_Dataset content_
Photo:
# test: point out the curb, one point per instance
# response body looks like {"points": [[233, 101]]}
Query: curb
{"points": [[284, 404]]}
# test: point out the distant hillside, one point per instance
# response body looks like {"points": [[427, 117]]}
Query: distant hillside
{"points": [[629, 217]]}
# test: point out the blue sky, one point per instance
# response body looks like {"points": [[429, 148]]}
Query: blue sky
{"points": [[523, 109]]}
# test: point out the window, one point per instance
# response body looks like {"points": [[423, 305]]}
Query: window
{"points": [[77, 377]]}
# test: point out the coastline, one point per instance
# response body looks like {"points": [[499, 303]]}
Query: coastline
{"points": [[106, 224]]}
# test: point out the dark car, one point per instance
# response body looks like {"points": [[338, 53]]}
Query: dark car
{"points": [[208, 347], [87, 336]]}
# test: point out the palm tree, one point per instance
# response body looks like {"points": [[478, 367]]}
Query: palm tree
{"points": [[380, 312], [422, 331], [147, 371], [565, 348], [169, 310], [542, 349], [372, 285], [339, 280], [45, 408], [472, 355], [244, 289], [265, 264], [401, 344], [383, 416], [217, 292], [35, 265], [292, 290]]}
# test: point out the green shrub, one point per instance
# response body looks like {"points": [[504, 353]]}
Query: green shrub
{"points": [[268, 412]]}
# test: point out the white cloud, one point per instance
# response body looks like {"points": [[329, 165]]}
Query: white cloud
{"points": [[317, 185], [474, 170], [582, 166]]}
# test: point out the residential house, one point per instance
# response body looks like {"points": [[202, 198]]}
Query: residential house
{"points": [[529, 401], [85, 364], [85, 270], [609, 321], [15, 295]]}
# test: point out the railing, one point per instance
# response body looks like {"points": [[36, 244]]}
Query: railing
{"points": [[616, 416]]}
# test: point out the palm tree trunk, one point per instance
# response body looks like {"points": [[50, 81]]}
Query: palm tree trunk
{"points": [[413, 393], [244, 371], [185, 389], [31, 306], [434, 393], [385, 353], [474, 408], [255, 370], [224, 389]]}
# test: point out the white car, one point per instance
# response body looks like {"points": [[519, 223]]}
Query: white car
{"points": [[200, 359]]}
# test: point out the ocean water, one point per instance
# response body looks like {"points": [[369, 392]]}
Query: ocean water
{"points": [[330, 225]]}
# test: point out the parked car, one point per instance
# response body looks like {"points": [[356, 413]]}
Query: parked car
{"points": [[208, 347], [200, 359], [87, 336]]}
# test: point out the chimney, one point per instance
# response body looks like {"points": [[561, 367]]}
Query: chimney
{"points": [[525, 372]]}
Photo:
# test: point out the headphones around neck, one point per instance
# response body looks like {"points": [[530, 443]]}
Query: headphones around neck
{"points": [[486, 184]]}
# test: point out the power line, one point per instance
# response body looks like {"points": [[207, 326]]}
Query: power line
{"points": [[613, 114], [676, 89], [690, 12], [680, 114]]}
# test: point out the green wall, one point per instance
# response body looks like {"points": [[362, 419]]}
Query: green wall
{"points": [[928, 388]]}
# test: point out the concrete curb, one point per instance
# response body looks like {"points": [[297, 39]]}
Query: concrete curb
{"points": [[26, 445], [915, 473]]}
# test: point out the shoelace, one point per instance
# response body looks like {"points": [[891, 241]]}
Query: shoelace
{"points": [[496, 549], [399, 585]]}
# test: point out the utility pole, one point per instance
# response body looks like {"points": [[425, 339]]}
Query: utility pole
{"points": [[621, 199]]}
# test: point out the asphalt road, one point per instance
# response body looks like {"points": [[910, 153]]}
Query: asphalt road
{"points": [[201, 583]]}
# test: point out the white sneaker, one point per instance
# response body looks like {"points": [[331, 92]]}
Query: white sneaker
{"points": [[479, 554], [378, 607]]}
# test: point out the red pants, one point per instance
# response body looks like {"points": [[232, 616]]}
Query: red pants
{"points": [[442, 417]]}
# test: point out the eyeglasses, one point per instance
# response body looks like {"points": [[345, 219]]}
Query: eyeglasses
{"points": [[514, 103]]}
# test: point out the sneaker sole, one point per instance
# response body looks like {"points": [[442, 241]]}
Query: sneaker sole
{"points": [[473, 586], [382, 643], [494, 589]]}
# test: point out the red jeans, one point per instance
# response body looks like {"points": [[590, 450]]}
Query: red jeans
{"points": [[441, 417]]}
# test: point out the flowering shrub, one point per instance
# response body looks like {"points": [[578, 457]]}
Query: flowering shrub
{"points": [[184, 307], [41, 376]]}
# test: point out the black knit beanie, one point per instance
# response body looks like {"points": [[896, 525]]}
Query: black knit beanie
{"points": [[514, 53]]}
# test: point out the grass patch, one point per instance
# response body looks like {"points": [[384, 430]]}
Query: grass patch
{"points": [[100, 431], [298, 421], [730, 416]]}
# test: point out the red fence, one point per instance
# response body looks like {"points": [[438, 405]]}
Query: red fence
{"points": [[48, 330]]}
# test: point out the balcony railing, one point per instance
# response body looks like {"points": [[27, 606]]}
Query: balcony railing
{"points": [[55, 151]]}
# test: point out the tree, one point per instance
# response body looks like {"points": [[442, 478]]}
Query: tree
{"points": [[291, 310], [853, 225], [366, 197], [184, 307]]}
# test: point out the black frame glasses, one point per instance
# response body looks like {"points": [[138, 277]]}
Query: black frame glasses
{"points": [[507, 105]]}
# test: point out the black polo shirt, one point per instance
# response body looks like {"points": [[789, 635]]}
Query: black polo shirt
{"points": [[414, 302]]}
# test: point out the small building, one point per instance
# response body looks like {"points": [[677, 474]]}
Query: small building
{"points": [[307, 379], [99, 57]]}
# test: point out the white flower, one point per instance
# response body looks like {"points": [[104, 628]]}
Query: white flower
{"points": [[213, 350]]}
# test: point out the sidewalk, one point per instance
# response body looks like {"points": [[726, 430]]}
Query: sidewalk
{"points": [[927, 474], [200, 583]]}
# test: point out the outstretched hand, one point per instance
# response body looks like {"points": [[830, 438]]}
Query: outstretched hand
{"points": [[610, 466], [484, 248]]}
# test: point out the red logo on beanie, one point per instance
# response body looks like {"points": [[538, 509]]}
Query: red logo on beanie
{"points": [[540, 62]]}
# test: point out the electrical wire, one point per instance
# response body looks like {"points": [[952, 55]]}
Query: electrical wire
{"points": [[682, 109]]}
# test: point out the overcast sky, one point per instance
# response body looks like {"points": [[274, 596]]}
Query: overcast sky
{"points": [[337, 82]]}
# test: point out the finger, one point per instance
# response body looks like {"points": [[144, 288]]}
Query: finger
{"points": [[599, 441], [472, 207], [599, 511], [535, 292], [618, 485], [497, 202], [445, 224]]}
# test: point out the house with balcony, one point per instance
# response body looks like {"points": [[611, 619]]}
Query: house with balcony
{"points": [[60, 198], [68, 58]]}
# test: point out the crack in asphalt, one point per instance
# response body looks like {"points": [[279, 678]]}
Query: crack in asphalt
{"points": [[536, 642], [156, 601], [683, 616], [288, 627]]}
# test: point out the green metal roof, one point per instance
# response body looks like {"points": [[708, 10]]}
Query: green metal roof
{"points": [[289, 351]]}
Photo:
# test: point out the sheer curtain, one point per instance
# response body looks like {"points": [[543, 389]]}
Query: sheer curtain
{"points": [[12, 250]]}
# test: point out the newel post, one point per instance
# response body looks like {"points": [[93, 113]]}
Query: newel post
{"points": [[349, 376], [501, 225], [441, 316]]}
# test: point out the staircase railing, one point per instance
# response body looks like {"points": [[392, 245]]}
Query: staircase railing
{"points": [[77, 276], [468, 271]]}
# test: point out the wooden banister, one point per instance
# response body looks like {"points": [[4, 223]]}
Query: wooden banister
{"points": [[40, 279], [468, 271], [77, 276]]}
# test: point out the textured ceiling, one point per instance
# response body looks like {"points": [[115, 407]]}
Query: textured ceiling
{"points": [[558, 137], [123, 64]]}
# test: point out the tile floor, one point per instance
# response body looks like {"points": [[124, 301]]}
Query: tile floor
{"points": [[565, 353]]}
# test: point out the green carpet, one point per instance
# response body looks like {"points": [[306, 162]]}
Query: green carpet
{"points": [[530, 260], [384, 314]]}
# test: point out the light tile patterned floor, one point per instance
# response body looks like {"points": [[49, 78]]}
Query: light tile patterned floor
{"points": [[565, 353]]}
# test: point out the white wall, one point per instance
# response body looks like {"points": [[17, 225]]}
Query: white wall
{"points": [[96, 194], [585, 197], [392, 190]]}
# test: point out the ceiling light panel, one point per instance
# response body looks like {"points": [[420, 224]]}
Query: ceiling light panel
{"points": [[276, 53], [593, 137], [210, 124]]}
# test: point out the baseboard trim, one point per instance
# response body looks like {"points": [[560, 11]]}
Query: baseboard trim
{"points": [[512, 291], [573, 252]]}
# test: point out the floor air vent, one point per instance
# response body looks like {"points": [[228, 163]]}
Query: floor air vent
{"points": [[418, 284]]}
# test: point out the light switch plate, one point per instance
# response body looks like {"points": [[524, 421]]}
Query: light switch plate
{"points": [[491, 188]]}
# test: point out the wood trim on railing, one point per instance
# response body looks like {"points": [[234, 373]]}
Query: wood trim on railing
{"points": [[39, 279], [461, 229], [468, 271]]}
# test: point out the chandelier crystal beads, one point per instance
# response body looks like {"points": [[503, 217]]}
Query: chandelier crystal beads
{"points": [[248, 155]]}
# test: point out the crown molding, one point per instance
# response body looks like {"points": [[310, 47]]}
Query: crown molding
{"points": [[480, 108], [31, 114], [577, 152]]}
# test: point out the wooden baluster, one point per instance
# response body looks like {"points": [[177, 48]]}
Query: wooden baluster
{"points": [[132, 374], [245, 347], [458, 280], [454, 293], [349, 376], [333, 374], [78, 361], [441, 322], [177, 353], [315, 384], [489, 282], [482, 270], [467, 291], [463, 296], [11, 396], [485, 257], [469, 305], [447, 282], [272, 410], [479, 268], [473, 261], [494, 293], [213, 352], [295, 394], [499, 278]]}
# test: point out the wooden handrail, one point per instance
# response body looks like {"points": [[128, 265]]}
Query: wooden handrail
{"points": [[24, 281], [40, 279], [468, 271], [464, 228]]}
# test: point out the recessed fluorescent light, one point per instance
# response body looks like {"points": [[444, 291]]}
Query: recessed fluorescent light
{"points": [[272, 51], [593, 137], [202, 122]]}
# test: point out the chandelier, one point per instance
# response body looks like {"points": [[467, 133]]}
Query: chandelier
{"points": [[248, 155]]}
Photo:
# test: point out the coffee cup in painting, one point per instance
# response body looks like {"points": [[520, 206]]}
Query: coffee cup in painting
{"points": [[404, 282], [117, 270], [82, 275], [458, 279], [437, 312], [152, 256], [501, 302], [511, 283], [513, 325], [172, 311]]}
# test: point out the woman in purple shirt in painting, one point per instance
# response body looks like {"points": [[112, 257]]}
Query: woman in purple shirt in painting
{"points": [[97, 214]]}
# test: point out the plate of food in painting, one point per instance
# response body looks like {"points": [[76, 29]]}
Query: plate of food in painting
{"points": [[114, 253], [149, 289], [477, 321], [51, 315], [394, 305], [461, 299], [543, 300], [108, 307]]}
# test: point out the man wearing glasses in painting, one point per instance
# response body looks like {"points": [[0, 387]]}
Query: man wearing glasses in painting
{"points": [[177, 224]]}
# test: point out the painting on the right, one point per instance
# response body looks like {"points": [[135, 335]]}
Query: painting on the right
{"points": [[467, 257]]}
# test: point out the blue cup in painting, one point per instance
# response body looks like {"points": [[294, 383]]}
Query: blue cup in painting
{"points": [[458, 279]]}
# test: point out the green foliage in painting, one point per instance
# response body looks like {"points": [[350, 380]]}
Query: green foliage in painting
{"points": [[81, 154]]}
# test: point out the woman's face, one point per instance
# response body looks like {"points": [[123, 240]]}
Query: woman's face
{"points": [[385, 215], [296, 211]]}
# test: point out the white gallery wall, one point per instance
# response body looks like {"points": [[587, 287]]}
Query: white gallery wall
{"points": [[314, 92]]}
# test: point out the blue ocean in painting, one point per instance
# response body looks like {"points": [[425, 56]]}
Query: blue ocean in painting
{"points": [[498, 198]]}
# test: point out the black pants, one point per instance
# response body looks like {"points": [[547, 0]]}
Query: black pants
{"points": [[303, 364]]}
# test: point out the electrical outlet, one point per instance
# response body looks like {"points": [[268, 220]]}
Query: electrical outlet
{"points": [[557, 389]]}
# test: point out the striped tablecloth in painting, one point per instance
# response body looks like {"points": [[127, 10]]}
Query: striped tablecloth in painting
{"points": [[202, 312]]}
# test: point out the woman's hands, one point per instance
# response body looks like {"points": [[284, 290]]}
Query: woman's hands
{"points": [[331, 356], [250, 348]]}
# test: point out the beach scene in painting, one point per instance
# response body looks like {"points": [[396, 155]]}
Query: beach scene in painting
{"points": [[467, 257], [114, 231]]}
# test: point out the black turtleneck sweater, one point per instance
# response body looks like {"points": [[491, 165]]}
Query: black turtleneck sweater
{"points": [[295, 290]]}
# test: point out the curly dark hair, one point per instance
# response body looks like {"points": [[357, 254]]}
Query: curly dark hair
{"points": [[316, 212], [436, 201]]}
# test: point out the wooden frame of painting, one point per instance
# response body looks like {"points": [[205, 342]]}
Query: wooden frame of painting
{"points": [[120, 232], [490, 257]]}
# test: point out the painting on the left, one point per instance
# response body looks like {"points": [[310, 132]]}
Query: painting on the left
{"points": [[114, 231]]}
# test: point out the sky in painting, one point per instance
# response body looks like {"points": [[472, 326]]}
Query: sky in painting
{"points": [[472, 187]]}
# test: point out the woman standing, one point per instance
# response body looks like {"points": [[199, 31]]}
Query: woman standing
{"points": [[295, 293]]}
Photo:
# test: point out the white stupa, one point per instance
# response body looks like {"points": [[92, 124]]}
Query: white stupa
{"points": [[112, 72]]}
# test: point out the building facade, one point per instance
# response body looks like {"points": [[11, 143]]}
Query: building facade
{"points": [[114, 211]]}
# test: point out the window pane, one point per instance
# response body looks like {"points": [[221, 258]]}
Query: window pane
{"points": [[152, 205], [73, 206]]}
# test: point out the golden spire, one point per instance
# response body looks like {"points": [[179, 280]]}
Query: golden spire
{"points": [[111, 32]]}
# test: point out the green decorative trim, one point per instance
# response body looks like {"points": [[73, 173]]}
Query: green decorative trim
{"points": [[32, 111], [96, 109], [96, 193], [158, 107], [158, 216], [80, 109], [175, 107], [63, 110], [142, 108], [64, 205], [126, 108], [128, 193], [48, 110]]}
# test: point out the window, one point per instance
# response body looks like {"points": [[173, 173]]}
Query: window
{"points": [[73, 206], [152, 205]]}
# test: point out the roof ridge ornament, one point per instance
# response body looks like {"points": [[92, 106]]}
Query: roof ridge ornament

_Task description_
Rewrite the rows starting with the line that contains "# test: point out the roof" and going on through the last of the rows, putting "roof finial" wherever "roof ridge ornament" appears and keeping every other character the same.

_Solution for this exercise_
# test: point out the roof finial, one point per instance
# response body looks like {"points": [[92, 106]]}
Query: roof finial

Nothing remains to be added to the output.